> [Stated exercise A]:
Summarize the interview excerpt in two sentences.
> [Stated exercise B]:
According to the interview excerpt, why did the speaker's father suggest trying the guitar? Answer in one to three sentences.
> [Stated exercise C]:
Switch "flamenco" to "folk" and give the interview excerpt again, covering everything from "Yes, she was" down to "my first background.".
## start Passage given
And his wife was I believe from a musical family?

Yes, she was the sister of Ernesto Lecuona, who was famous in the light music field all over the world, especially in the 1920s and 1930s. La Comparse, Andalusia, and Malaguena were probably his best-known pieces.

So, music was already instilled into you?

Yes, but I was never tempted by the piano, and in fact I didn’t start making music until I was eleven or twelve. Then my mother died and I felt an enormous gap and loneliness. My father used to play the guitar by ear, and I loved the sound and its intimate relationship; so he suggested that I should try it, and within three months I was playing flamenco and popular pieces like Granados’ Dance No. 5, Jeux Interdits, Tarrega preludes and mazurkas, Choros by Villa-Lobos—all by ear, just like my father, who had an incredible facility. That was my first background.
## end Passage given
## start Listed records
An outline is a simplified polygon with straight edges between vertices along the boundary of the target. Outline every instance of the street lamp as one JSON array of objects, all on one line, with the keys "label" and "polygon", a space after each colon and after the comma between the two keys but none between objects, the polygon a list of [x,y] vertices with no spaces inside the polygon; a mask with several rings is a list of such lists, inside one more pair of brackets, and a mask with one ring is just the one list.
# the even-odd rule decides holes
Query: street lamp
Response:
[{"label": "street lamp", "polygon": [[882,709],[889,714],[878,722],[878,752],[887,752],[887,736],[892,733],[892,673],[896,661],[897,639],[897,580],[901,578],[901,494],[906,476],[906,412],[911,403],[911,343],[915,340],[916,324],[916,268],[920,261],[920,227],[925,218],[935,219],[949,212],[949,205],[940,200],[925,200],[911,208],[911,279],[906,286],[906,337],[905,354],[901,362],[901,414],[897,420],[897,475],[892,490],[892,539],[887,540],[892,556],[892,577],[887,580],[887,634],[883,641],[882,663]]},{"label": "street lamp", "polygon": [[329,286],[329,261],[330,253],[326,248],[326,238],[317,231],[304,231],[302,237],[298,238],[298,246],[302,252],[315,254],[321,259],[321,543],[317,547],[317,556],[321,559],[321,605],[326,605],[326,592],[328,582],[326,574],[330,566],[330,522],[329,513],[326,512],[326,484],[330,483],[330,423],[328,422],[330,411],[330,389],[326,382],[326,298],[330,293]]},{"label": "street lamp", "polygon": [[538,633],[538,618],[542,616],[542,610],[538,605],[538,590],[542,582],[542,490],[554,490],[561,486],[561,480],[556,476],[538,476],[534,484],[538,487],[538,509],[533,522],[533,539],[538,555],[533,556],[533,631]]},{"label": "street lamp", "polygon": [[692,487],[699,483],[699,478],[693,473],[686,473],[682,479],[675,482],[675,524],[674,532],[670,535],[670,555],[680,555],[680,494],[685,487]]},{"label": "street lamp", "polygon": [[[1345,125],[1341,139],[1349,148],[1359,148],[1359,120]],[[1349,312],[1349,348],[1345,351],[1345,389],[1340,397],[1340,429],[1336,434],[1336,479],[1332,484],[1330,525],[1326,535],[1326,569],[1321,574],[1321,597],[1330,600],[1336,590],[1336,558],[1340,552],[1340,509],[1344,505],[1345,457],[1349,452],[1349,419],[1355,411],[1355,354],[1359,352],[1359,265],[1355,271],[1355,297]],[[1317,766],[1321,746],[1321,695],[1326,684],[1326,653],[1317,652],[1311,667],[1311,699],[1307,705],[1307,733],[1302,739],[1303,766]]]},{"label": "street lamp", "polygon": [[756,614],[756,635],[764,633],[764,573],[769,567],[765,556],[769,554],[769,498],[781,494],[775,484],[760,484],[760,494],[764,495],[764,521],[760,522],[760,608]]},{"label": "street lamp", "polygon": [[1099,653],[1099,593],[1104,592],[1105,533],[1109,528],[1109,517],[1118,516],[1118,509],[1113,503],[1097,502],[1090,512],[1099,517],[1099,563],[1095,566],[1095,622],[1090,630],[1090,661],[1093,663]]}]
## end Listed records
> [Exercise output A]:
The wife asked about was the sister of Ernesto Lecuona, who was famous worldwide in light music, especially in the 1920s and 1930s. Though never tempted by the piano, the speaker began making music at eleven or twelve after the mother's death, took up the guitar at the father's suggestion, and within three months was playing flamenco and popular pieces by ear.

> [Exercise output B]:
The father used to play the guitar by ear, and the speaker loved its sound and its intimate relationship. Because of that, the father suggested that the speaker try it.

> [Exercise output C]:
Yes, she was the sister of Ernesto Lecuona, who was famous in the light music field all over the world, especially in the 1920s and 1930s. La Comparse, Andalusia, and Malaguena were probably his best-known pieces.

So, music was already instilled into you?

Yes, but I was never tempted by the piano, and in fact I didn’t start making music until I was eleven or twelve. Then my mother died and I felt an enormous gap and loneliness. My father used to play the guitar by ear, and I loved the sound and its intimate relationship; so he suggested that I should try it, and within three months I was playing folk and popular pieces like Granados’ Dance No. 5, Jeux Interdits, Tarrega preludes and mazurkas, Choros by Villa-Lobos—all by ear, just like my father, who had an incredible facility. That was my first background.